Extract provided:

··········

Percutaneous surgery is performed to get rid of kidney stones.
Hard deposits of minerals and salts sometimes form crystallized masses in the urinary tract known as kidney stones. These “stones” are so-named because they develop in the kidneys, although they can cause obstructions in any part of the urinary tract.
If initial treatment efforts involving drinking large quantities of water and alpha blockers or other medications aren’t successful, percutaneous surgery (percutaneous nephrolithotomy) may become an option, especially with larger kidney stones.
Reasons for Percutaneous Surgery
Percutaneous surgery is typically done after other kidney stone treatments and therapies fail. The procedure is normally recommended for stones 8/10 of an inch in diameter or larger. Surgery may also be necessary for large staghorn kidney stones. These are crystallized masses that form in one or more branches of a kidney’s collection system.
What Happens Before Kidney Stone Surgery?
Prior to surgery, blood and urine tests may be performed to look for urinary tract infections and other issues that may complicate surgery. A CT scan or similar image test is usually done to determine the exact location of the kidney stones.

··········

Material provided:
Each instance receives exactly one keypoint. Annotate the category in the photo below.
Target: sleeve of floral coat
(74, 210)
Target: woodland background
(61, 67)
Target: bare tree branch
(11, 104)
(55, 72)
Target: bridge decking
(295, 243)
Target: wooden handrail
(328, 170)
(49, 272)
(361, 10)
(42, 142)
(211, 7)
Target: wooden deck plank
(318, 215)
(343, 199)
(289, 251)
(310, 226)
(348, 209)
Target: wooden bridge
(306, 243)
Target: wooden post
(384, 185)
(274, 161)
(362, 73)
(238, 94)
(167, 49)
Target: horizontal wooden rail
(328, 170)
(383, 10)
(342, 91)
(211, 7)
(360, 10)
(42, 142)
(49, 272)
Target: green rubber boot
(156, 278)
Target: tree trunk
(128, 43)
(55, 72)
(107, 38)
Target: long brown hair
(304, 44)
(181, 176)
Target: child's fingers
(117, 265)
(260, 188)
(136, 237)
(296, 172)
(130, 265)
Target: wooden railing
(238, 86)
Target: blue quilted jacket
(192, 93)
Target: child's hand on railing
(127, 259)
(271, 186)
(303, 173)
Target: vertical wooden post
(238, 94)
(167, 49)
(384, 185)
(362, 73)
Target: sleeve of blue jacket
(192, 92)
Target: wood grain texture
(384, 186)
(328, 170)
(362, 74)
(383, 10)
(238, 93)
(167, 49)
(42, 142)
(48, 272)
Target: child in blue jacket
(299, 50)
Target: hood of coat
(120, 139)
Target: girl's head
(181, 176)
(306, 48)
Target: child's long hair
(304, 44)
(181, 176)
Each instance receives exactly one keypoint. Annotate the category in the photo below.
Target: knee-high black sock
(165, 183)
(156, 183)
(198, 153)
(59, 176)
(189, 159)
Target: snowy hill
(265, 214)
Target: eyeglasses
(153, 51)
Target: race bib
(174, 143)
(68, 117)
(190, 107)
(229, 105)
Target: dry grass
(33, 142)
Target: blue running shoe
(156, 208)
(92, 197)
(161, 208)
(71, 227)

··········

Required actions:
(A) According to the kidney stone surgery text, how large must a stone normally be for the procedure to be recommended?
(B) For each statement, answer yes or no according to the kidney stone surgery text, and quote the words that decide it. (i) Blood and urine tests may be done before surgery to check for urinary tract infections. (ii) Kidney stones can cause obstructions only inside the kidneys. (iii) Staghorn stones form in one or more branches of a kidney's collection system.
(C) Please carry the kidney stone surgery text forward from its last sentence.
The listing has no connection to the kidney stone surgery text.

Answer list:
(A) 8/10 of an inch in diameter or larger.

(B)
(i) Yes: "blood and urine tests may be performed to look for urinary tract infections"
(ii) No: "they can cause obstructions in any part of the urinary tract"
(iii) Yes: "These are crystallized masses that form in one or more branches of a kidney’s collection system."

(C)
How is Percutaneous Surgery Performed?
Percutaneous surgery is performed under general anesthesia. Antibiotics may be given prior to the procedure to reduce the risk of infection. In some situations, X-ray, CT scan, or ultrasound imaging is done under a local anesthetic just prior to starting the procedure to provide visual guidance to the affected kidney.
Another option is to wait to view the affected kidney during the actual procedure while a patient is under general anesthesia. This is done with a tube that’s inserted through the bladder to make a puncture into the affected kidney to remove the stones. X-ray imaging is often used for guidance purposes. More than one puncture may be necessary if the stones are especially large.
The procedure is performed through small incisions made in the back. After placing a sheath into the kidney, an energy probe may be used to break up larger stones. A tube with a camera attached called a nephroscope is used to view and access the affected area and remove the stones. Drainage tubes are sometimes left in place for a short period of time after the procedure. Removed kidney stone fragments may also be analyzed to look for possible signs of an infection.
What Happens After Surgery?
This type of surgery normally requires a brief hospital stay – usually a few days. After being discharged, patients are typically advised to avoid heavy lifting or strenuous activities for about 2-4 weeks after the procedure. Return to work recommendations following percutaneous surgery will depend on how strenuous your occupation is. Generally, patients are able to safely return to work after about a week. If drainage tubes are left in place, you’ll be advised to look for signs of bleeding or infection.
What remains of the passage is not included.